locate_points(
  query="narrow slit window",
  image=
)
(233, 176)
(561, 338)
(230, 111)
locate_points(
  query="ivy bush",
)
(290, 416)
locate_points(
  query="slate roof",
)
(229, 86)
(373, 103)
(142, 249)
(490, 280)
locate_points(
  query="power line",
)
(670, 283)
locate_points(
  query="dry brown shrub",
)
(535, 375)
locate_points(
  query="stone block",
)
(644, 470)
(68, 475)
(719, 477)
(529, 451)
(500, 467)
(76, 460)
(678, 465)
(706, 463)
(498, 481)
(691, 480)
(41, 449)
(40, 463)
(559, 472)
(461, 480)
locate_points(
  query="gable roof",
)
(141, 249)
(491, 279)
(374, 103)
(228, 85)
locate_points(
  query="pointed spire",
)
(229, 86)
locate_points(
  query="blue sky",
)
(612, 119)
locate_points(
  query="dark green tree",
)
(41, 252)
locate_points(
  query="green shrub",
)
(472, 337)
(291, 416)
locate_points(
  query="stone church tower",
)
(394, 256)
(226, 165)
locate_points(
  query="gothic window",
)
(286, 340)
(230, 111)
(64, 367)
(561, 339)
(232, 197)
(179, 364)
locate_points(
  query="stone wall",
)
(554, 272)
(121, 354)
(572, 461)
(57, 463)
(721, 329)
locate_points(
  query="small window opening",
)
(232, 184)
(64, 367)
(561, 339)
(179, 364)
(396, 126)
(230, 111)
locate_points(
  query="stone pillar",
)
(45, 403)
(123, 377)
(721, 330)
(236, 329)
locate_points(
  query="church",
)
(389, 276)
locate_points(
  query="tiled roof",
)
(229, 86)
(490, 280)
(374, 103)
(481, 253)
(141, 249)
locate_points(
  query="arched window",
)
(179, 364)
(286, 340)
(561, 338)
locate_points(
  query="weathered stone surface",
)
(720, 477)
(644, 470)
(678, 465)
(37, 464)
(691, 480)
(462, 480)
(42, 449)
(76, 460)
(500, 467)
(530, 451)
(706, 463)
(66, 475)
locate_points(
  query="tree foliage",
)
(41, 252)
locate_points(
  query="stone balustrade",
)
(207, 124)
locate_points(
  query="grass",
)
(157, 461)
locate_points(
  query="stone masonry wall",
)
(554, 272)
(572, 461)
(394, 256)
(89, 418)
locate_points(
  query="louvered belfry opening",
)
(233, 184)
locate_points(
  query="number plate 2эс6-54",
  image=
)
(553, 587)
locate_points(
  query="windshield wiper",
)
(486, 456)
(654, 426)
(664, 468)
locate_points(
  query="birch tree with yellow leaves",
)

____

- **WHAT TO DO**: Give all of the entries again, word for word.

- **FINAL RESULT**:
locate_points(
  query="narrow slit window",
  image=
)
(233, 176)
(561, 338)
(230, 111)
locate_points(
  query="ivy bush",
)
(290, 416)
locate_points(
  query="slate roof",
)
(229, 86)
(373, 103)
(142, 249)
(490, 280)
locate_points(
  query="power line",
)
(670, 283)
locate_points(
  query="dry brown shrub",
)
(535, 375)
locate_points(
  query="stone block",
)
(644, 470)
(68, 475)
(719, 477)
(529, 451)
(500, 467)
(76, 460)
(678, 465)
(706, 463)
(498, 481)
(691, 480)
(41, 449)
(40, 463)
(559, 472)
(461, 480)
locate_points(
  query="gable roof",
)
(141, 249)
(491, 279)
(374, 103)
(228, 85)
locate_points(
  query="pointed spire",
)
(229, 86)
locate_points(
  query="blue sky",
)
(612, 119)
locate_points(
  query="dark green tree",
)
(41, 252)
locate_points(
  query="green shrub",
)
(472, 337)
(291, 416)
locate_points(
  query="stone church tower",
)
(394, 256)
(226, 165)
locate_points(
  query="gothic window",
)
(286, 340)
(230, 111)
(64, 367)
(561, 339)
(232, 197)
(179, 364)
locate_points(
  query="stone wall",
)
(554, 272)
(121, 354)
(572, 461)
(57, 463)
(721, 329)
locate_points(
  query="small window opening",
)
(232, 184)
(64, 367)
(561, 339)
(179, 364)
(396, 126)
(230, 111)
locate_points(
  query="stone pillar",
)
(45, 403)
(123, 377)
(721, 330)
(236, 329)
locate_points(
  query="church",
)
(389, 276)
locate_points(
  query="tiled roof",
)
(229, 86)
(490, 280)
(374, 103)
(481, 253)
(141, 249)
locate_points(
  query="arched window",
)
(179, 364)
(286, 340)
(561, 338)
locate_points(
  query="weathered stone surface",
)
(720, 477)
(644, 470)
(678, 465)
(37, 464)
(691, 480)
(462, 480)
(42, 449)
(76, 460)
(500, 467)
(530, 451)
(706, 463)
(66, 475)
locate_points(
  query="tree foliage",
)
(41, 252)
locate_points(
  query="stone balustrade",
)
(207, 124)
locate_points(
  query="grass",
)
(157, 461)
locate_points(
  query="stone masonry wall",
)
(554, 272)
(572, 461)
(394, 256)
(89, 418)
locate_points(
  query="louvered belfry opening",
)
(233, 184)
locate_points(
  query="number plate 2эс6-54",
  image=
)
(553, 587)
locate_points(
  query="windshield wiper",
)
(486, 456)
(654, 426)
(664, 468)
locate_points(
  query="birch tree with yellow leaves",
)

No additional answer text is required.